DATA EXTRACT
..........

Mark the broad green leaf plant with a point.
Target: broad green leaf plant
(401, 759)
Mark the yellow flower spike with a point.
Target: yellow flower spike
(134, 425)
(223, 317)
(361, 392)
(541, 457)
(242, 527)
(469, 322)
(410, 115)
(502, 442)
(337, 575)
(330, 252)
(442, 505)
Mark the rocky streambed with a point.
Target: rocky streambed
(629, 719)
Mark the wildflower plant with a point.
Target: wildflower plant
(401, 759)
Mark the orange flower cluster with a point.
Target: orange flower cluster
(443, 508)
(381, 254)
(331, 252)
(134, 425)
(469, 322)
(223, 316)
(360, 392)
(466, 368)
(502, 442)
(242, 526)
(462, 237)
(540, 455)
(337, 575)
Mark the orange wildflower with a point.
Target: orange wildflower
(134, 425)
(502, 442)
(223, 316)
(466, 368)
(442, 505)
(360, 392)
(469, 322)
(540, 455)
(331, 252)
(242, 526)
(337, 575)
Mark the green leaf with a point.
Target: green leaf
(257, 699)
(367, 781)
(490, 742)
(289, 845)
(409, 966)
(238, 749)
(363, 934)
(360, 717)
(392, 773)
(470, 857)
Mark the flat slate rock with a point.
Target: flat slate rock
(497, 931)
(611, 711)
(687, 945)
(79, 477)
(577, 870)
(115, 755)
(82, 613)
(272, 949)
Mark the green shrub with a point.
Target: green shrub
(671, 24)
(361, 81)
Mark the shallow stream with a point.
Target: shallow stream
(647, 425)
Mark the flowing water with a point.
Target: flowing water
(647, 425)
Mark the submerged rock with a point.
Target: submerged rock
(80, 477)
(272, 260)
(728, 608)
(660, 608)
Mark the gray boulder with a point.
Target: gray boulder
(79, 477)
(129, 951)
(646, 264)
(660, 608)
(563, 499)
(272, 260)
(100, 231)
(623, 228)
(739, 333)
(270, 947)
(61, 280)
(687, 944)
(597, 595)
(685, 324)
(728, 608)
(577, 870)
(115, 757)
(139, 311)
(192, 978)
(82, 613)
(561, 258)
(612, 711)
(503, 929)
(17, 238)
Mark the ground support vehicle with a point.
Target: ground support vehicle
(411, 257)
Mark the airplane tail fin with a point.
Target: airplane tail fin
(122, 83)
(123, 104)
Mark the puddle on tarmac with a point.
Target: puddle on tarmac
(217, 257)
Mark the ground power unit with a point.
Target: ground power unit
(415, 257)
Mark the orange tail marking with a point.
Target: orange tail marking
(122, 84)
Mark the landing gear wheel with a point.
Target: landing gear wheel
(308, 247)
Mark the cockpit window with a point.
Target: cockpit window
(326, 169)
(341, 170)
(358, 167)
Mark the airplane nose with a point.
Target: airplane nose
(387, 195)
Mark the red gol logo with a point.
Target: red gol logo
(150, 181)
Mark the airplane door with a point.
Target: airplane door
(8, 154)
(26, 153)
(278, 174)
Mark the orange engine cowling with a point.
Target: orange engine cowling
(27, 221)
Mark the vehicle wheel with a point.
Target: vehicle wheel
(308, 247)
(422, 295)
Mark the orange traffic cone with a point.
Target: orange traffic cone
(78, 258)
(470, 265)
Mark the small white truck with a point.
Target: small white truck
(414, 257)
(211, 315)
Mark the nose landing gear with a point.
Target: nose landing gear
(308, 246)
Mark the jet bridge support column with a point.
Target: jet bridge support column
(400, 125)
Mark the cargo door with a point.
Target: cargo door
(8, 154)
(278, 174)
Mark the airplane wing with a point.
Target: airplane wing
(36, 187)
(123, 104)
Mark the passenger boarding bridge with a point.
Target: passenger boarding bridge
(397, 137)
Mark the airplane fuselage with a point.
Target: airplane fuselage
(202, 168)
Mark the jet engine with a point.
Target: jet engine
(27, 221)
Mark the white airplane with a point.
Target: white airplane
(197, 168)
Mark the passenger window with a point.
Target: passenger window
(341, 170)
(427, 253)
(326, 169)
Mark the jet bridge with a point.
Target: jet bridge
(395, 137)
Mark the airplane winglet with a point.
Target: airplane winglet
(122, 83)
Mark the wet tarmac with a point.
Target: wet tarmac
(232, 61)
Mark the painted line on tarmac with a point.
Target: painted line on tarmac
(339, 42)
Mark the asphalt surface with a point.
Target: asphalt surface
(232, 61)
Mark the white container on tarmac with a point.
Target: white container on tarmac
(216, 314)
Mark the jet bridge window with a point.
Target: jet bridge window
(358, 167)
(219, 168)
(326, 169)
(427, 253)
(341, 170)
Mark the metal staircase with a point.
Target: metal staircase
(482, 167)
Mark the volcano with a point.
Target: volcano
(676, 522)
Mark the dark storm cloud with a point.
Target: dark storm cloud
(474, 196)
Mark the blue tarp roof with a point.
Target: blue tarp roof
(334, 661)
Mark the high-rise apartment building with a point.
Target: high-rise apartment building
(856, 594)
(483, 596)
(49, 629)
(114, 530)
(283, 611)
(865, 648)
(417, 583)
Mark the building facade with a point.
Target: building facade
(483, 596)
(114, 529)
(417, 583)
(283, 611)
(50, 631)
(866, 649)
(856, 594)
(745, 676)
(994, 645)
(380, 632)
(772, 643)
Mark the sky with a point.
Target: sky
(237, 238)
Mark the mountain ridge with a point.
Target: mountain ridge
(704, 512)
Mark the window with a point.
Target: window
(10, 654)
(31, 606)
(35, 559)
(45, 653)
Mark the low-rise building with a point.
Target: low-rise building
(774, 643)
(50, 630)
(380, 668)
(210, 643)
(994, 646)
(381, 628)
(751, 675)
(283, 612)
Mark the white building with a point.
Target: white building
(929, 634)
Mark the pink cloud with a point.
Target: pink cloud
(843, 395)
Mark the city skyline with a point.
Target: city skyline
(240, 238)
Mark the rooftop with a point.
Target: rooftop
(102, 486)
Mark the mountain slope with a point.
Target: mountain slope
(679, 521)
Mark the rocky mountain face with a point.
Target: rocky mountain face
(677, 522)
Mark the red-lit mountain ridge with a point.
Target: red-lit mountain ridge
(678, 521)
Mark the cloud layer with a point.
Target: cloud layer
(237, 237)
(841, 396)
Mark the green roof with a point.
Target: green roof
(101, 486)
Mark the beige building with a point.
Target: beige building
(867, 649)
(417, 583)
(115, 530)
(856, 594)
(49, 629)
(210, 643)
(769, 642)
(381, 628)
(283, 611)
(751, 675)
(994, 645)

..........

BRIEF
Taking the entries above, print exactly the lines starting at the line with "Target: broad green leaf plant" and ending at the line with "Mark the orange wildflower with a point.", both included.

SOLUTION
Target: broad green leaf plant
(401, 759)
Mark the yellow flower spike with a point.
Target: yellow flower spike
(134, 425)
(223, 317)
(361, 392)
(541, 457)
(242, 527)
(469, 322)
(410, 115)
(502, 442)
(337, 575)
(330, 252)
(442, 505)
Mark the rocky streambed with a point.
Target: rocky streambed
(629, 719)
Mark the wildflower plant with a point.
Target: wildflower plant
(401, 759)
Mark the orange flower cluster with a point.
Target: orange flower cluster
(443, 508)
(381, 254)
(331, 252)
(134, 425)
(469, 322)
(223, 316)
(360, 392)
(466, 368)
(502, 442)
(242, 526)
(462, 237)
(540, 455)
(337, 575)
Mark the orange wildflower with a point.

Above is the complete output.